◆ **WHAT IS NEEDED**: From the first line to the last, restate every record word for word, leaving out the pictures.

◆ **DATA FOR THE TASK**:

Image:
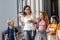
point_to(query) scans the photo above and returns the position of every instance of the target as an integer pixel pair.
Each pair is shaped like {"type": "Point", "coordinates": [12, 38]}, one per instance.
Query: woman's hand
{"type": "Point", "coordinates": [32, 21]}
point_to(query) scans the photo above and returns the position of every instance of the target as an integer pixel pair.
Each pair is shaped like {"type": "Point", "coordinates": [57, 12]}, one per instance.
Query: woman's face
{"type": "Point", "coordinates": [52, 20]}
{"type": "Point", "coordinates": [12, 23]}
{"type": "Point", "coordinates": [27, 10]}
{"type": "Point", "coordinates": [41, 16]}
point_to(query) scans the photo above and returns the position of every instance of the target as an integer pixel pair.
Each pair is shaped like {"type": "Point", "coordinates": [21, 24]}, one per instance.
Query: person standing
{"type": "Point", "coordinates": [28, 23]}
{"type": "Point", "coordinates": [41, 26]}
{"type": "Point", "coordinates": [52, 28]}
{"type": "Point", "coordinates": [11, 32]}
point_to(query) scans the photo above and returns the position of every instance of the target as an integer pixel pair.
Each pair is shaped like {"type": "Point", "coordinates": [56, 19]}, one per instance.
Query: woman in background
{"type": "Point", "coordinates": [52, 28]}
{"type": "Point", "coordinates": [41, 26]}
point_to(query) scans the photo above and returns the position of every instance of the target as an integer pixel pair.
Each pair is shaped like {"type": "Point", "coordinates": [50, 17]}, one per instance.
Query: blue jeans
{"type": "Point", "coordinates": [29, 35]}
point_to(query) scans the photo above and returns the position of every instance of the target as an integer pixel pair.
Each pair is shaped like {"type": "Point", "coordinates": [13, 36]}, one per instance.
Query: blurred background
{"type": "Point", "coordinates": [12, 8]}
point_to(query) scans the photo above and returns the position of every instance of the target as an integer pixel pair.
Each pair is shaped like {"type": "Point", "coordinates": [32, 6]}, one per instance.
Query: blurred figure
{"type": "Point", "coordinates": [41, 26]}
{"type": "Point", "coordinates": [58, 32]}
{"type": "Point", "coordinates": [11, 32]}
{"type": "Point", "coordinates": [52, 27]}
{"type": "Point", "coordinates": [28, 23]}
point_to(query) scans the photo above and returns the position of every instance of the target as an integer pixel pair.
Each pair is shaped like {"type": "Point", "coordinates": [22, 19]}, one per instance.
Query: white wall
{"type": "Point", "coordinates": [8, 9]}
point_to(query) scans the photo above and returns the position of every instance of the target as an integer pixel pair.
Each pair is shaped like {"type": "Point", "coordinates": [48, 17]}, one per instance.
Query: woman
{"type": "Point", "coordinates": [52, 28]}
{"type": "Point", "coordinates": [28, 23]}
{"type": "Point", "coordinates": [41, 26]}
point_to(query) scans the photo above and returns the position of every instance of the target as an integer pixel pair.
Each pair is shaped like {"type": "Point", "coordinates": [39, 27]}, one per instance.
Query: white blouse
{"type": "Point", "coordinates": [27, 24]}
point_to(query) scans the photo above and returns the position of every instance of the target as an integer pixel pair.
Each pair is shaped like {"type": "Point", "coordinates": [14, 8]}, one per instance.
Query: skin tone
{"type": "Point", "coordinates": [11, 25]}
{"type": "Point", "coordinates": [53, 21]}
{"type": "Point", "coordinates": [41, 17]}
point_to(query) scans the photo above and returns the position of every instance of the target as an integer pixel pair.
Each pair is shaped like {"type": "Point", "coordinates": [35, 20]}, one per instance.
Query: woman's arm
{"type": "Point", "coordinates": [6, 37]}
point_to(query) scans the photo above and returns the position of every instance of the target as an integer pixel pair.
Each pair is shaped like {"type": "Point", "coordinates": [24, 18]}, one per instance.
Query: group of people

◆ **EXERCISE SOLUTION**:
Image:
point_to(query) scans the photo above and returns the position of every instance of the target as an integer pixel pair.
Each pair is shaped like {"type": "Point", "coordinates": [12, 38]}, one per instance.
Query: woman's hand
{"type": "Point", "coordinates": [32, 21]}
point_to(query) scans the photo above and returns the position of every instance of the target as an integer pixel pair.
Each pair is shaped like {"type": "Point", "coordinates": [57, 12]}, one per instance.
Query: woman's face
{"type": "Point", "coordinates": [52, 20]}
{"type": "Point", "coordinates": [12, 23]}
{"type": "Point", "coordinates": [27, 10]}
{"type": "Point", "coordinates": [41, 16]}
point_to(query) scans the photo above and returns the position of every instance of the target as an integer pixel pair.
Each pair is shaped like {"type": "Point", "coordinates": [21, 24]}, one per instance.
Query: person standing
{"type": "Point", "coordinates": [28, 23]}
{"type": "Point", "coordinates": [41, 26]}
{"type": "Point", "coordinates": [52, 28]}
{"type": "Point", "coordinates": [11, 32]}
point_to(query) scans the photo above and returns the position of every instance of the target as an integer pixel pair.
Each pair is shaped like {"type": "Point", "coordinates": [56, 19]}, one per instance.
Query: woman in background
{"type": "Point", "coordinates": [52, 28]}
{"type": "Point", "coordinates": [41, 26]}
point_to(query) scans the photo above and returns the position of every instance of the target as an integer pixel pair.
Each pair is shaped like {"type": "Point", "coordinates": [50, 17]}, one per instance.
Query: blue jeans
{"type": "Point", "coordinates": [29, 35]}
point_to(query) scans the photo above and returns the position of every instance of the target as an integer pixel pair.
Each pair is shaped like {"type": "Point", "coordinates": [13, 36]}, one per instance.
Query: blurred background
{"type": "Point", "coordinates": [12, 8]}
point_to(query) scans the photo above and returns the position of every instance of the target as an integer pixel pair.
Each pair is shaped like {"type": "Point", "coordinates": [32, 6]}, one per instance.
Query: blurred figure
{"type": "Point", "coordinates": [41, 26]}
{"type": "Point", "coordinates": [58, 32]}
{"type": "Point", "coordinates": [11, 32]}
{"type": "Point", "coordinates": [52, 27]}
{"type": "Point", "coordinates": [28, 23]}
point_to(query) scans the photo above and returns the position of every instance of the target as an integer pixel pair.
Each pair is shaped like {"type": "Point", "coordinates": [22, 19]}, one per instance.
Query: white wall
{"type": "Point", "coordinates": [8, 9]}
point_to(query) scans the photo above and returns the position of every instance of the target as an integer pixel pair.
Each pair is shaped like {"type": "Point", "coordinates": [48, 17]}, one per instance.
Query: woman
{"type": "Point", "coordinates": [52, 28]}
{"type": "Point", "coordinates": [28, 23]}
{"type": "Point", "coordinates": [41, 26]}
point_to(query) scans the photo above and returns the position of every instance of the target as an integer pixel pair.
Each pair is shaped like {"type": "Point", "coordinates": [39, 27]}, one per instance.
Query: white blouse
{"type": "Point", "coordinates": [27, 24]}
point_to(query) scans the photo above and returns the position of every instance of the target as an integer pixel pair.
Each pair is shaped like {"type": "Point", "coordinates": [14, 8]}, one per instance.
Query: skin tone
{"type": "Point", "coordinates": [11, 25]}
{"type": "Point", "coordinates": [53, 21]}
{"type": "Point", "coordinates": [41, 17]}
point_to(query) scans the photo above and returns the position of every instance of the target as an integer pixel pair.
Each pair is shaped like {"type": "Point", "coordinates": [35, 20]}, one per instance.
Query: woman's arm
{"type": "Point", "coordinates": [6, 37]}
point_to(query) scans the photo above and returns the position of every instance of the target as an integer pixel pair.
Each pair is shaped like {"type": "Point", "coordinates": [24, 18]}, one per instance.
Query: group of people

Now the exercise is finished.